• [Exercise description]: Beginning at the line containing "Target: helmet ear pad", output every line to the end of the data below exactly as it appears.

►

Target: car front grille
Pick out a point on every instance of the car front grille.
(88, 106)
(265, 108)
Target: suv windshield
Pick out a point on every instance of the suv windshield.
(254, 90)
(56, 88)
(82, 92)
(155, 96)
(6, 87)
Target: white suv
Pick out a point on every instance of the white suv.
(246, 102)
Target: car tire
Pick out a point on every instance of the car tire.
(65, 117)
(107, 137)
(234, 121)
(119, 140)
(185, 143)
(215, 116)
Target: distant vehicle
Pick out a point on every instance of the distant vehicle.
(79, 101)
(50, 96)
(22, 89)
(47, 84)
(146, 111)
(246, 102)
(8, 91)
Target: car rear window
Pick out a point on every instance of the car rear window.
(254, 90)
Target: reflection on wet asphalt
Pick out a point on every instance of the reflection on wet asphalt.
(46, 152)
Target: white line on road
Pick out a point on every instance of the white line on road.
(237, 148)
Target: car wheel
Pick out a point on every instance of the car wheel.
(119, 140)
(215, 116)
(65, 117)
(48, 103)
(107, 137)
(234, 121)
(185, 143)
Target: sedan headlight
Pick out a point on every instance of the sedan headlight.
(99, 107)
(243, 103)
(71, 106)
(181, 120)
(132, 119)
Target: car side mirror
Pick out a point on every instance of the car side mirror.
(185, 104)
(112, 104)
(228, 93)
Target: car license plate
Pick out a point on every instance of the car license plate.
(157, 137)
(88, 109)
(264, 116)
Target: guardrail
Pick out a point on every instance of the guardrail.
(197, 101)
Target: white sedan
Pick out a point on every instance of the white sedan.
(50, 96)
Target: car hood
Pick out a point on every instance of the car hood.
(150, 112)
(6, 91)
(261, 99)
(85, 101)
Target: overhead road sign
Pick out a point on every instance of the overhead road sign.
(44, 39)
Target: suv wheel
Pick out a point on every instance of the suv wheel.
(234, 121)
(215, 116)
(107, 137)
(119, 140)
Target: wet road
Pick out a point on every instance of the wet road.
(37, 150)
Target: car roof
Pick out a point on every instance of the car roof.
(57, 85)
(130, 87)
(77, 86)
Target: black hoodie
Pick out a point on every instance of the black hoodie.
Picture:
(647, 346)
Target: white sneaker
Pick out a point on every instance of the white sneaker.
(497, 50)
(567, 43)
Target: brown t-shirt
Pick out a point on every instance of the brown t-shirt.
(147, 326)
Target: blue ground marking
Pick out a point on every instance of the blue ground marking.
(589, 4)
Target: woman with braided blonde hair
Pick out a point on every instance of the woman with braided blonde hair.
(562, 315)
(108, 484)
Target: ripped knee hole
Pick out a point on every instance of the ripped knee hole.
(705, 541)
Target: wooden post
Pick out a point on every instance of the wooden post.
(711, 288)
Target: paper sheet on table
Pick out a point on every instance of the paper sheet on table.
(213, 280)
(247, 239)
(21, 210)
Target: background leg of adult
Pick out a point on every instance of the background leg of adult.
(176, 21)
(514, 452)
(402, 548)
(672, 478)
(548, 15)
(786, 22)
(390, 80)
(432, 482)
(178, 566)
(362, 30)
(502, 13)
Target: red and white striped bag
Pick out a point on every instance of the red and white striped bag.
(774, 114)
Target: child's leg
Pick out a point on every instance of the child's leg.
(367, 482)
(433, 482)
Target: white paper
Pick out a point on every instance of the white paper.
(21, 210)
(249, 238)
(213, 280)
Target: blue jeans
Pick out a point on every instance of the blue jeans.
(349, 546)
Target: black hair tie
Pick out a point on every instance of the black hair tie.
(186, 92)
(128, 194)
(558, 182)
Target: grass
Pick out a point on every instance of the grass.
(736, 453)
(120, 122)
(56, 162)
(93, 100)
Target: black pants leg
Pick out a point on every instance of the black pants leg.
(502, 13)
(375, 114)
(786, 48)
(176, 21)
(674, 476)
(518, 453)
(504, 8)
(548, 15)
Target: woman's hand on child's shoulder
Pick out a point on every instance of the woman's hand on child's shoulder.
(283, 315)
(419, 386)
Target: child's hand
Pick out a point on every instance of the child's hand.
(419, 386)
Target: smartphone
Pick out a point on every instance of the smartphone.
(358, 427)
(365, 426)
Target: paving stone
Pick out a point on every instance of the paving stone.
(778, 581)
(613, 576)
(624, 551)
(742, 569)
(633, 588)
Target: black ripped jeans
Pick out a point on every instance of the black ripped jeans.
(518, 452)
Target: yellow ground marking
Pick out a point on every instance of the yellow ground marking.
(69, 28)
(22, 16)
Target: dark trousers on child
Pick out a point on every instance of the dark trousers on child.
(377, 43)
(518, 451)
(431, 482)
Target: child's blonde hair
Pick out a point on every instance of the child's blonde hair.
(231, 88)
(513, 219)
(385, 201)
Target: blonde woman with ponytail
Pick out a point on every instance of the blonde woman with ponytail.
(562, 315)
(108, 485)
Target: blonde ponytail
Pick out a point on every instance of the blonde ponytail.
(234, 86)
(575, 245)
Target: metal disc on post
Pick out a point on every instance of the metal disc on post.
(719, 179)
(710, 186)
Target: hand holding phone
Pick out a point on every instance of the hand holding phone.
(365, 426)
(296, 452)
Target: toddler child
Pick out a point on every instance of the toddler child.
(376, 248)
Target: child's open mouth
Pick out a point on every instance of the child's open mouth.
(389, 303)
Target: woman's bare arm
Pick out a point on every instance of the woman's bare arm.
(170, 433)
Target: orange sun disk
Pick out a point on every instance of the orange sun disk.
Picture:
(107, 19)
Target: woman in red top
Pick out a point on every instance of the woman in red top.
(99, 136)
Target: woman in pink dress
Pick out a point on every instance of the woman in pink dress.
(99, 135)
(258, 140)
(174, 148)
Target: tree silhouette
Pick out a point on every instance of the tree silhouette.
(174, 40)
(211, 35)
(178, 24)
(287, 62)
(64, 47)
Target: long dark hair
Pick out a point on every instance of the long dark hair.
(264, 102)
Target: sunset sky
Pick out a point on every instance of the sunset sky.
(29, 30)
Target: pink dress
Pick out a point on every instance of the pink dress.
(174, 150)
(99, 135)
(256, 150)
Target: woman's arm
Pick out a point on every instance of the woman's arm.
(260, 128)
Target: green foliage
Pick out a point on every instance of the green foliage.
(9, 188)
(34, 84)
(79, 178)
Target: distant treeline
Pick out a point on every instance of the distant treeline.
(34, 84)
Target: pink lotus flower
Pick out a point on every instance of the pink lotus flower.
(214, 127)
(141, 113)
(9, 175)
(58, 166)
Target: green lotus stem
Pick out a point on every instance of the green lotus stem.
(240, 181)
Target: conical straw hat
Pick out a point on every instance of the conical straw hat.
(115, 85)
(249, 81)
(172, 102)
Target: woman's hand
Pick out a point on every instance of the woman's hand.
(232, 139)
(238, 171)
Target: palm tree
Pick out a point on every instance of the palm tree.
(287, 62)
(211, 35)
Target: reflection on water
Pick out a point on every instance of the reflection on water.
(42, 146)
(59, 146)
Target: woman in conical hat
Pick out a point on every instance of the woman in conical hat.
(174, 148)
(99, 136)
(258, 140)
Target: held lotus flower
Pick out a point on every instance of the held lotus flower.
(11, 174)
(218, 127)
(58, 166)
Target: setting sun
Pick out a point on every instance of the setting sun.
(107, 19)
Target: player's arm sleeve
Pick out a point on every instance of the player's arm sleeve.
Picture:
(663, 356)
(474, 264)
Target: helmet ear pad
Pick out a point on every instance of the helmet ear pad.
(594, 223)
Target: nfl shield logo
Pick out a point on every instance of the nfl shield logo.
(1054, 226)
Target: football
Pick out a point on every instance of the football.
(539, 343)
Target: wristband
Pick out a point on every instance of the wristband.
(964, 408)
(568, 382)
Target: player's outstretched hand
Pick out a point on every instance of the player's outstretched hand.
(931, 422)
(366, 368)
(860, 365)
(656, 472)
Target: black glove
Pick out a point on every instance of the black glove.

◄

• [Task response]:
Target: helmet ear pad
Pick out a point on every instance of the helmet ear pad.
(594, 223)
Target: nfl shield logo
Pick out a point on every instance of the nfl shield logo.
(1054, 226)
Target: football
Pick out a point on every instance of the football.
(539, 343)
Target: wristband
Pick out a point on every instance of the wristband.
(964, 408)
(568, 382)
Target: player's outstretched hand
Pick out a point on every instance of the player's outstretched hand.
(931, 422)
(366, 368)
(860, 365)
(656, 472)
Target: black glove
Pick out a point on every instance of the black glove.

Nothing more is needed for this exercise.